• Short problem: Extend the email discussion about kernel stack tracing in NMI context, starting right after its final line.

• Extract to read:
........
Sorry about that. Thank you.

> Well, we do kernel stack tracing in NMI context all the time with no issue
> (but I mostly work on x86).
> 
> > 
> > Per my understanding, stack trace unwinding is not safe/valid to do on
> > architectures where the NMI context does not have its own stack. But I
> 
> Hmm, no, I think it's fine to do it on archs where NMI doesn't have its own
> stack. It works on 32bit x86, where the NMI shares the kernel stack.
> 
> Which architecture had an issue with a stack trace?

On 32 bit what happens if NMI hits during stack frame setup? Can the unwinder
misbehave if base pointer has not yet been setup and NMI starts using same
stack?

Not sure.

Some documentation suggests IST is required for reliable NMI stack tracing
[1] [2] which 32-bit does not have.
”If an interrupt or other exception is taken while the stack or other unwind
state is in an inconsistent state, it may not be possible to reliably unwind,
and it may not be possible to identify whether such unwinding will be
reliable. See below for examples.“

Probably the issue happens to be more of printing garbage than crashing the
kernel, but I am not convinced it is stable. Hmm.

[1] https://www.kernel.org/doc/html/v6.16/arch/x86/kernel-stacks.html
[2] https://docs.kernel.org/livepatch/reliable-stacktrace.html

thanks,

 - Joel


> 
> -- Steve
> 
> 
> > could stand corrected, hence I marked this as an RFT.  It is safe to do
> > on 64-bit x86, but not on 32-bit x86 and other same-stack architectures.
........
• Dataset entries:

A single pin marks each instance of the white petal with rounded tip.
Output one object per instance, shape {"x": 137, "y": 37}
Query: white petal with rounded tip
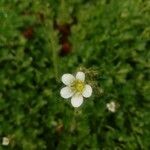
{"x": 87, "y": 91}
{"x": 67, "y": 79}
{"x": 76, "y": 100}
{"x": 66, "y": 92}
{"x": 80, "y": 76}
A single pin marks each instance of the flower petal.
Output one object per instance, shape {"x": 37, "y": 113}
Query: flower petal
{"x": 87, "y": 91}
{"x": 66, "y": 92}
{"x": 80, "y": 76}
{"x": 67, "y": 79}
{"x": 77, "y": 100}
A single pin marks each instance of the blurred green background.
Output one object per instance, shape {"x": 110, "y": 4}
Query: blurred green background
{"x": 42, "y": 39}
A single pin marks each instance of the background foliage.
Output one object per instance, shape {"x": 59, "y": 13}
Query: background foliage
{"x": 41, "y": 40}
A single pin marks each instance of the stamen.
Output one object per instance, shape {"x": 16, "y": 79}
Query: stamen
{"x": 78, "y": 86}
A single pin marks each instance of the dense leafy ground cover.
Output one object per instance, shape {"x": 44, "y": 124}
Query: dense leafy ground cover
{"x": 41, "y": 40}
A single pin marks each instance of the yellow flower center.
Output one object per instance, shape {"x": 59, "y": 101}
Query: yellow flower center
{"x": 78, "y": 86}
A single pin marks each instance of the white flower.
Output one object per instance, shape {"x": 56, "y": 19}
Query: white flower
{"x": 5, "y": 141}
{"x": 76, "y": 88}
{"x": 111, "y": 106}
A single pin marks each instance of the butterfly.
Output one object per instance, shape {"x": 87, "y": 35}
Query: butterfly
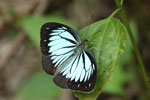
{"x": 66, "y": 58}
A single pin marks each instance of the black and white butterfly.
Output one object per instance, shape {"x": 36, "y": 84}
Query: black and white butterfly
{"x": 66, "y": 57}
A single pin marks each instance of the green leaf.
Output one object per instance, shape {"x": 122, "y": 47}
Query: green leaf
{"x": 115, "y": 85}
{"x": 38, "y": 87}
{"x": 108, "y": 37}
{"x": 119, "y": 77}
{"x": 32, "y": 25}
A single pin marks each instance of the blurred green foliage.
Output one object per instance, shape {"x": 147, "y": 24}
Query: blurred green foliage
{"x": 39, "y": 87}
{"x": 119, "y": 77}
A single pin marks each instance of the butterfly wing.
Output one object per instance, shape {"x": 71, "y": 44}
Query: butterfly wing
{"x": 57, "y": 44}
{"x": 79, "y": 74}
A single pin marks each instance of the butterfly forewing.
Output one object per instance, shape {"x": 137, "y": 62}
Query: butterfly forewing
{"x": 57, "y": 44}
{"x": 73, "y": 70}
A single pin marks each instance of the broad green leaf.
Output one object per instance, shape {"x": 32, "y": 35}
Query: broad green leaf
{"x": 38, "y": 87}
{"x": 115, "y": 85}
{"x": 32, "y": 25}
{"x": 108, "y": 38}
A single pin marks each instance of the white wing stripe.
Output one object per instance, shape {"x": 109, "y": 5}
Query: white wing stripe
{"x": 87, "y": 61}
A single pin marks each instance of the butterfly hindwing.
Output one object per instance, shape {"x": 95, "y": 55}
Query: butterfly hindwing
{"x": 79, "y": 74}
{"x": 57, "y": 44}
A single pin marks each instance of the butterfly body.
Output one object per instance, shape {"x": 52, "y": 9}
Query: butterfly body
{"x": 67, "y": 58}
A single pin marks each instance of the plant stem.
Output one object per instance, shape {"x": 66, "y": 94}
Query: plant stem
{"x": 137, "y": 53}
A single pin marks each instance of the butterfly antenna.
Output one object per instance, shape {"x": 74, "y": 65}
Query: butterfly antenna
{"x": 89, "y": 26}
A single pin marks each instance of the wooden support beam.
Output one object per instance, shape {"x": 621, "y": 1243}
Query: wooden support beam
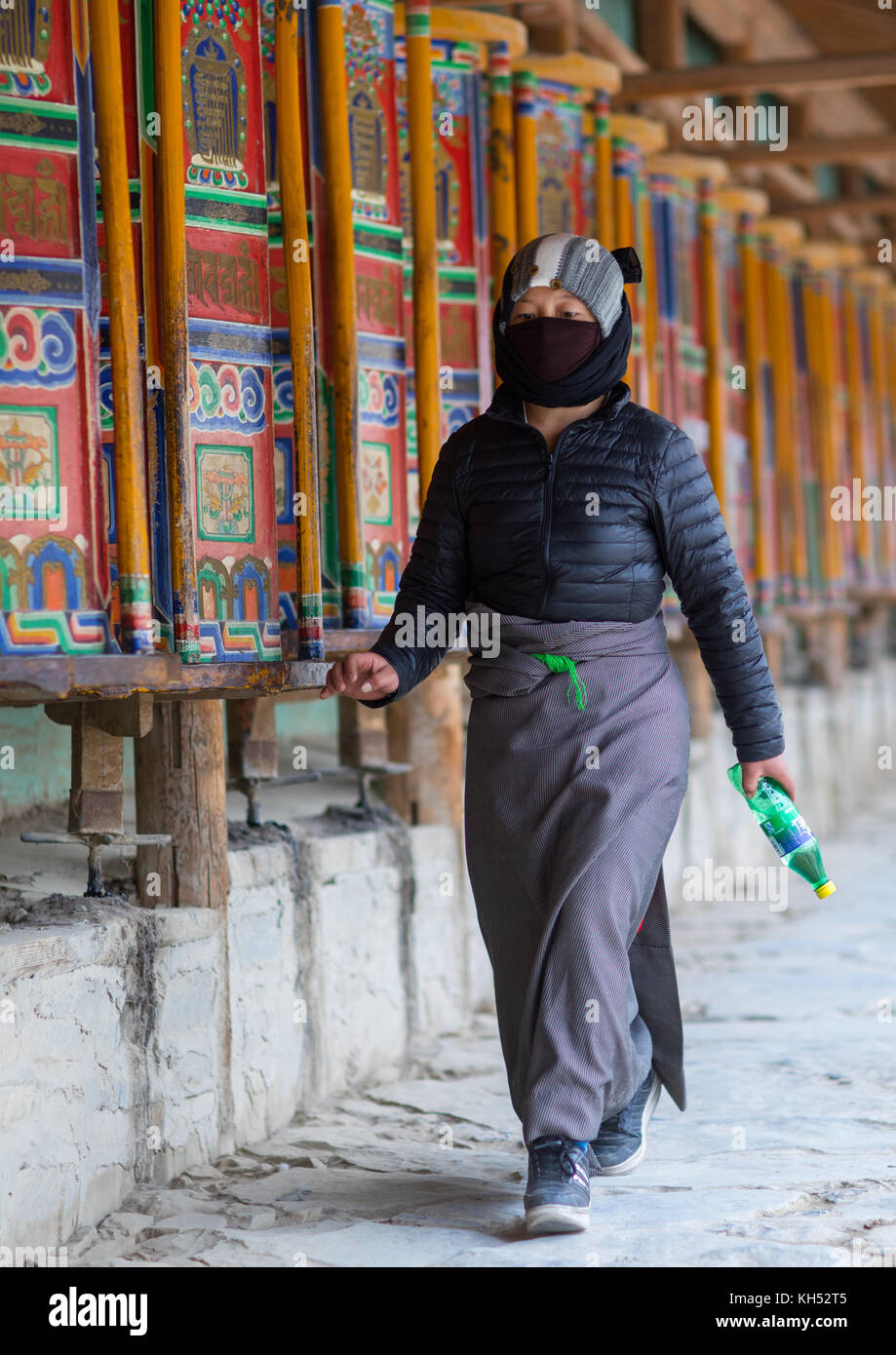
{"x": 97, "y": 795}
{"x": 862, "y": 72}
{"x": 179, "y": 784}
{"x": 660, "y": 30}
{"x": 251, "y": 737}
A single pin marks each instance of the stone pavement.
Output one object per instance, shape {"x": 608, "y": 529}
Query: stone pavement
{"x": 787, "y": 1153}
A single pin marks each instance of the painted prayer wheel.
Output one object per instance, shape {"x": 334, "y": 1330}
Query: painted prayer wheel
{"x": 228, "y": 500}
{"x": 877, "y": 299}
{"x": 563, "y": 114}
{"x": 691, "y": 360}
{"x": 461, "y": 72}
{"x": 820, "y": 382}
{"x": 749, "y": 447}
{"x": 633, "y": 141}
{"x": 55, "y": 575}
{"x": 778, "y": 236}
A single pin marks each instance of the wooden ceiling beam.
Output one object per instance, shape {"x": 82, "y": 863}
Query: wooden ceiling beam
{"x": 874, "y": 202}
{"x": 751, "y": 76}
{"x": 838, "y": 150}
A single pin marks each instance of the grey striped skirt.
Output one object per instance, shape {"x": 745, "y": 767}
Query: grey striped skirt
{"x": 566, "y": 815}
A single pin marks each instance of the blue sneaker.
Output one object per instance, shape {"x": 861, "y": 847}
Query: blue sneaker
{"x": 559, "y": 1192}
{"x": 622, "y": 1139}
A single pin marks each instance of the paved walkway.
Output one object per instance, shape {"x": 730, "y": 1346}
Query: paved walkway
{"x": 787, "y": 1153}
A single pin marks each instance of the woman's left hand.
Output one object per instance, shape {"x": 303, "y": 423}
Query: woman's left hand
{"x": 777, "y": 767}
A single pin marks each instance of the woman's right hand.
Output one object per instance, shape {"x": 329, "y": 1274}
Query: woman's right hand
{"x": 364, "y": 675}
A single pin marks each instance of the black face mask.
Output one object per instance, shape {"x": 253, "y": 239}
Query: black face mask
........
• Result of this task:
> > 
> > If we feel that this is not an issue, then that is fine with me (and
> > sorry for the noise), but I just wanted to raise it anyway just in case.
> > Sooner or later someone running scx on an odd architecture might
> > complaint.
> 
>

Re: [RFT] sched_ext: Skip stack trace capture in NMI context

Posted by Steven Rostedt 1 month, 2 weeks ago

On Tue, 23 Dec 2025 18:58:33 -0500
Joel Fernandes <joelagnelf@nvidia.com> wrote:

> Some documentation suggests IST is required for reliable NMI stack tracing
> [1] [2] which 32-bit does not have.
> ”If an interrupt or other exception is taken while the stack or other unwind
> state is in an inconsistent state, it may not be possible to reliably unwind,
> and it may not be possible to identify whether such unwinding will be
> reliable. See below for examples.“
> 
> Probably the issue happens to be more of printing garbage than crashing the
> kernel, but I am not convinced it is stable. Hmm.

Correct. It's about reliable stack traces, as live kernel patching requires
that the stack it looks at is reliable before it can modify the code. What
happens if it's not reliable, means it will just stop at the interrupt
handler and you don't get to see the rest (or you'll see a bunch of
functions with "?" in front of them).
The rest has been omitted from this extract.